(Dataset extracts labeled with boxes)
--------
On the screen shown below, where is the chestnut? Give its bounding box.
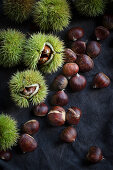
[33,103,48,116]
[86,41,101,58]
[19,134,37,153]
[22,120,40,135]
[76,54,94,72]
[95,26,110,40]
[68,27,84,41]
[87,146,103,163]
[60,126,77,143]
[93,72,110,88]
[51,90,68,106]
[64,48,77,63]
[62,63,79,78]
[52,75,68,90]
[66,107,82,125]
[71,40,86,54]
[69,73,86,92]
[103,14,113,29]
[0,151,12,161]
[47,106,66,126]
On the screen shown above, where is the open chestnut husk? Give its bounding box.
[69,73,86,92]
[19,134,37,153]
[103,14,113,29]
[93,72,110,88]
[52,75,68,90]
[95,26,110,40]
[68,27,84,41]
[60,126,77,143]
[66,107,82,125]
[51,90,68,106]
[87,146,103,163]
[33,103,48,116]
[22,120,40,135]
[0,151,12,161]
[47,106,66,126]
[71,40,86,54]
[86,41,101,58]
[62,63,79,78]
[64,48,77,63]
[76,54,94,72]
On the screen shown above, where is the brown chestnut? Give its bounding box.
[66,107,82,125]
[62,63,79,78]
[52,75,68,90]
[68,27,84,41]
[33,103,48,116]
[86,41,101,58]
[69,73,86,92]
[60,126,77,143]
[19,134,37,153]
[47,106,66,126]
[95,26,110,40]
[76,54,94,72]
[0,151,12,161]
[22,120,40,135]
[51,90,68,106]
[64,48,77,63]
[103,15,113,29]
[87,146,103,163]
[93,72,110,88]
[71,40,86,54]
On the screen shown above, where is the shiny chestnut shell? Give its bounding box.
[68,27,84,41]
[22,120,40,135]
[87,146,103,163]
[76,54,94,72]
[19,134,37,153]
[66,107,82,125]
[51,90,68,106]
[86,41,101,58]
[69,73,86,92]
[71,40,86,54]
[93,72,110,88]
[33,103,48,116]
[95,26,110,40]
[52,75,68,90]
[64,48,77,63]
[60,126,77,143]
[47,106,66,126]
[62,63,79,78]
[0,151,12,161]
[103,15,113,29]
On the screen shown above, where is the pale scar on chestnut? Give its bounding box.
[38,42,55,66]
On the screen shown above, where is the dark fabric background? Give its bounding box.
[0,0,113,170]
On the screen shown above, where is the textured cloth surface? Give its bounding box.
[0,0,113,170]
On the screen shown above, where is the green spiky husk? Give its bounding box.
[75,0,106,17]
[24,33,64,73]
[33,0,71,31]
[0,29,25,67]
[9,70,48,108]
[3,0,35,23]
[0,113,19,150]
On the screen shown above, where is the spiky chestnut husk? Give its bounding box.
[0,113,19,151]
[75,0,106,17]
[23,33,64,73]
[33,0,71,31]
[3,0,35,23]
[9,70,48,108]
[0,29,25,67]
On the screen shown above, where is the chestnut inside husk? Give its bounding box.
[38,42,55,66]
[20,84,39,98]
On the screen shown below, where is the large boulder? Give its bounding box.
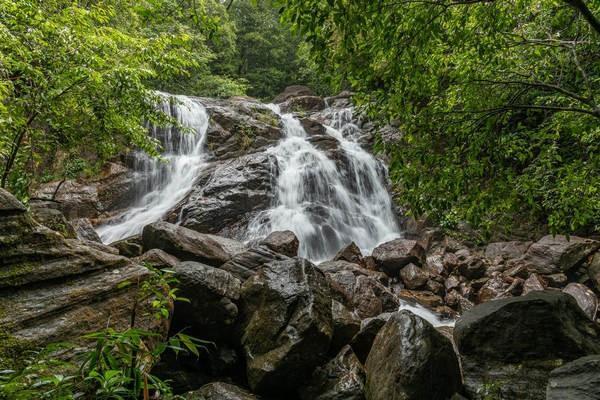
[521,235,600,274]
[142,221,244,266]
[454,291,600,399]
[546,355,600,400]
[185,382,258,400]
[365,311,461,400]
[301,346,365,400]
[240,259,333,395]
[372,239,425,276]
[172,261,242,340]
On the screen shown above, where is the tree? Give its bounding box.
[284,0,600,233]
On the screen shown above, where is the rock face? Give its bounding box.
[142,221,244,266]
[546,355,600,400]
[373,239,425,276]
[241,259,333,395]
[0,191,168,367]
[365,311,461,400]
[172,261,242,340]
[454,291,600,399]
[301,346,365,400]
[523,235,600,274]
[185,382,258,400]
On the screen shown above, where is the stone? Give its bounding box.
[522,235,600,274]
[300,346,365,400]
[69,218,102,243]
[485,241,532,260]
[172,261,242,341]
[372,239,425,276]
[563,283,598,321]
[185,382,259,400]
[260,231,300,257]
[365,311,461,400]
[333,242,366,267]
[546,355,600,400]
[350,313,392,364]
[142,221,244,266]
[240,259,333,395]
[454,291,600,399]
[523,274,546,295]
[400,263,429,289]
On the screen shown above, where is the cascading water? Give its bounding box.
[98,94,209,243]
[248,105,399,262]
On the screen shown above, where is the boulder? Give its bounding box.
[521,235,600,274]
[301,346,365,400]
[260,231,300,257]
[350,313,392,364]
[372,239,425,276]
[400,263,429,289]
[546,355,600,400]
[142,221,244,266]
[185,382,259,400]
[70,218,102,243]
[240,259,333,395]
[563,283,598,321]
[172,261,242,340]
[454,291,600,399]
[365,311,461,400]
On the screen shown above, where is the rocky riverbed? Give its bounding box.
[0,88,600,400]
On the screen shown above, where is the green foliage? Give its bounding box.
[283,0,600,233]
[0,269,207,400]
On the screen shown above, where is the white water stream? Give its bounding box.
[97,95,209,243]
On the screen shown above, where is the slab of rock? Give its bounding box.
[172,261,242,340]
[301,346,365,400]
[372,239,425,276]
[546,355,600,400]
[454,291,600,399]
[365,311,461,400]
[563,283,598,321]
[142,221,244,266]
[240,259,333,395]
[522,235,600,274]
[260,231,300,257]
[185,382,259,400]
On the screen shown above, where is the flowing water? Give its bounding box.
[248,105,399,262]
[98,95,209,243]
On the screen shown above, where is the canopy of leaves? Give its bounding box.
[283,0,600,238]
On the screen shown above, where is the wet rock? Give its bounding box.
[330,300,361,354]
[185,382,259,400]
[110,235,144,258]
[522,235,600,274]
[172,262,242,340]
[546,355,600,400]
[301,346,365,400]
[350,313,393,364]
[240,259,333,395]
[485,241,532,260]
[563,283,598,321]
[333,242,365,267]
[70,218,102,243]
[523,274,546,295]
[372,239,425,276]
[365,311,461,400]
[260,231,300,257]
[142,221,244,266]
[400,263,429,289]
[134,249,179,270]
[454,291,600,399]
[273,85,315,104]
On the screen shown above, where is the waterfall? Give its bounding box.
[248,105,399,262]
[97,94,209,243]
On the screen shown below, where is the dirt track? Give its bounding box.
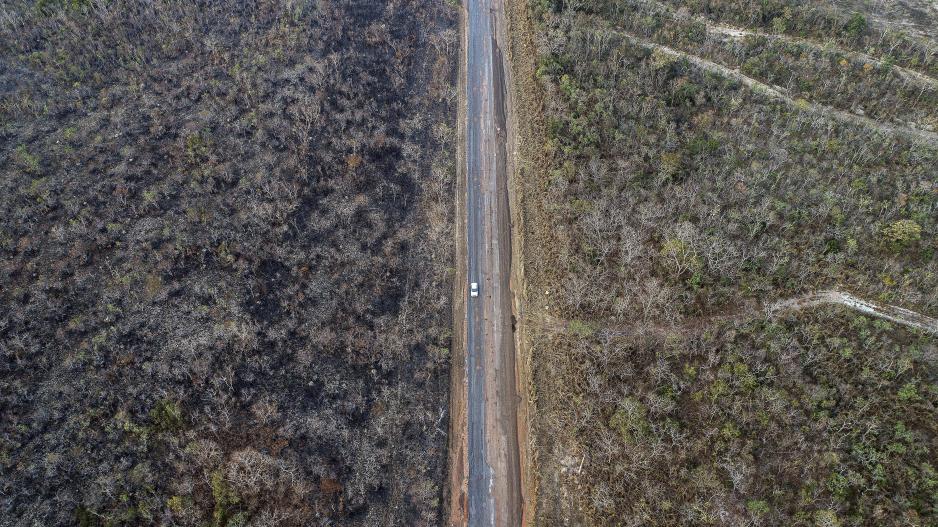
[450,0,522,526]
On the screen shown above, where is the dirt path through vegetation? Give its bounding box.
[701,23,938,89]
[615,30,938,146]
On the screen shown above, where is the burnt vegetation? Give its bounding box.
[0,0,459,527]
[512,0,938,526]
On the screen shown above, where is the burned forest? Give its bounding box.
[0,0,459,527]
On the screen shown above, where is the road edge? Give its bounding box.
[446,4,469,527]
[498,0,537,525]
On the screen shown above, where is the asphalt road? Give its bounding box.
[466,0,521,526]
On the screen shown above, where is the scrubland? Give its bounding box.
[510,0,938,526]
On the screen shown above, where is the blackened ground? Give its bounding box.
[0,0,458,525]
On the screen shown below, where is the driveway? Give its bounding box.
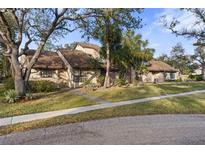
[0,114,205,144]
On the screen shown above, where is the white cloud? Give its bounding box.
[154,9,205,32]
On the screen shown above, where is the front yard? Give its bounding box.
[0,89,96,118]
[89,82,205,102]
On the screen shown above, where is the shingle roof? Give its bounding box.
[148,60,177,72]
[76,42,100,51]
[26,49,101,69]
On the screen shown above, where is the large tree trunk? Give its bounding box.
[14,71,26,98]
[201,63,205,81]
[104,43,110,88]
[130,67,136,84]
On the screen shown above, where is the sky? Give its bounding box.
[29,8,195,57]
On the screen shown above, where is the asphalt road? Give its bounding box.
[0,114,205,144]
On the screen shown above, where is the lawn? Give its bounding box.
[0,93,205,135]
[89,82,205,102]
[0,92,96,118]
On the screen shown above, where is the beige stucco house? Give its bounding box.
[21,43,104,87]
[142,60,178,82]
[21,43,177,88]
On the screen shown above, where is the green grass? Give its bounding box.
[89,82,205,102]
[0,92,96,118]
[0,93,205,135]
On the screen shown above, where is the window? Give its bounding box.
[73,70,86,82]
[41,70,53,78]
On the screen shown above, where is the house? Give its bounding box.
[21,43,117,87]
[21,43,177,87]
[142,60,178,82]
[74,42,100,59]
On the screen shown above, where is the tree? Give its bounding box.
[0,9,92,97]
[0,44,11,78]
[162,8,205,76]
[115,30,154,82]
[161,8,205,42]
[81,8,141,88]
[192,46,205,80]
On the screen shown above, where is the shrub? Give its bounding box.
[3,77,15,90]
[4,89,17,103]
[25,93,33,100]
[29,81,59,92]
[115,79,126,86]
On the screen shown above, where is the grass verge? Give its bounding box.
[0,92,96,118]
[89,82,205,102]
[0,93,205,135]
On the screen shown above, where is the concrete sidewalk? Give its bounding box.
[0,90,205,126]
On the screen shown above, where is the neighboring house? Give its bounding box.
[142,60,178,82]
[21,43,177,87]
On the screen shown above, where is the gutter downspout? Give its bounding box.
[56,50,75,88]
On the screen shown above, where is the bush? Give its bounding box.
[4,89,17,103]
[97,75,105,86]
[3,77,15,90]
[29,81,59,92]
[115,79,126,86]
[25,93,33,100]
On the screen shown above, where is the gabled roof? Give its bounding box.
[148,60,177,72]
[59,49,101,69]
[25,50,66,69]
[75,42,100,51]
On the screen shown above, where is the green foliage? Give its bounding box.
[97,75,105,86]
[115,78,127,86]
[3,77,15,90]
[25,92,33,100]
[29,81,59,93]
[4,89,17,103]
[115,30,154,76]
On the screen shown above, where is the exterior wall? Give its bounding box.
--------
• Instructions to follow
Transcribe the listing exactly, from its first line through the line that contains "[20,84,39,98]", including both of those lines. Leave the pictures out of your copy.

• Answer to this exercise
On the screen shown below, where is the chestnut? Give its bounding box.
[33,103,48,116]
[86,41,101,58]
[19,134,37,153]
[22,120,40,135]
[76,54,94,72]
[95,26,110,40]
[68,27,84,41]
[87,146,103,163]
[60,126,77,143]
[93,72,110,88]
[51,90,68,106]
[64,48,77,63]
[62,63,79,78]
[52,75,68,90]
[66,107,82,125]
[71,40,86,54]
[69,73,86,92]
[103,14,113,29]
[0,151,12,161]
[47,106,66,126]
On the screen shown above, where is the open chestnut husk? Give its bounding box.
[69,73,86,92]
[19,134,37,153]
[103,14,113,29]
[93,72,110,88]
[52,75,68,90]
[95,26,110,40]
[68,27,84,41]
[60,126,77,143]
[66,107,82,125]
[51,90,68,106]
[87,146,103,163]
[33,103,48,116]
[22,120,40,135]
[0,151,12,161]
[47,106,66,126]
[71,40,86,54]
[86,41,101,58]
[62,63,79,78]
[64,48,77,63]
[76,54,94,72]
On the screen shown above, where is the brown chestnut? Give its bounding box.
[66,107,82,125]
[62,63,79,78]
[52,75,68,90]
[68,27,84,41]
[33,103,48,116]
[86,41,101,58]
[69,73,86,92]
[60,126,77,143]
[19,134,37,153]
[47,106,66,126]
[95,26,110,40]
[76,54,94,72]
[0,151,12,161]
[22,120,40,135]
[51,90,68,106]
[64,48,77,63]
[103,15,113,29]
[87,146,103,163]
[93,72,110,88]
[71,40,86,54]
On the screen shown above, where is the shiny chestnut shell? Give its bounding box.
[68,27,84,41]
[22,120,40,135]
[87,146,103,163]
[76,54,94,72]
[19,134,37,153]
[66,107,82,125]
[51,90,68,106]
[86,41,101,58]
[69,73,86,92]
[71,40,86,54]
[93,72,110,88]
[33,103,48,116]
[95,26,110,40]
[52,75,68,90]
[64,48,77,63]
[60,126,77,143]
[47,106,66,126]
[62,63,79,78]
[0,151,12,161]
[103,15,113,29]
On the screen shown above, where is the pale scar on chestnut? Give its bounding box.
[38,42,55,66]
On the screen shown above, where is the dark fabric background? Give its bounding box.
[0,0,113,170]
On the screen shown above, where is the textured cloth surface? Give its bounding box.
[0,0,113,170]
On the screen shown above, where is the green spiky husk? Give its bounding box.
[75,0,106,17]
[24,33,64,73]
[33,0,71,31]
[0,29,25,67]
[9,70,48,108]
[3,0,35,23]
[0,113,19,150]
On the screen shown above, where is the spiky chestnut husk? Give its bounding box.
[0,113,19,151]
[75,0,106,17]
[23,33,64,73]
[33,0,71,31]
[3,0,35,23]
[9,70,48,108]
[0,29,25,67]
On the screen shown above, where is the chestnut inside husk? Give its bounding box.
[38,42,55,66]
[20,84,39,98]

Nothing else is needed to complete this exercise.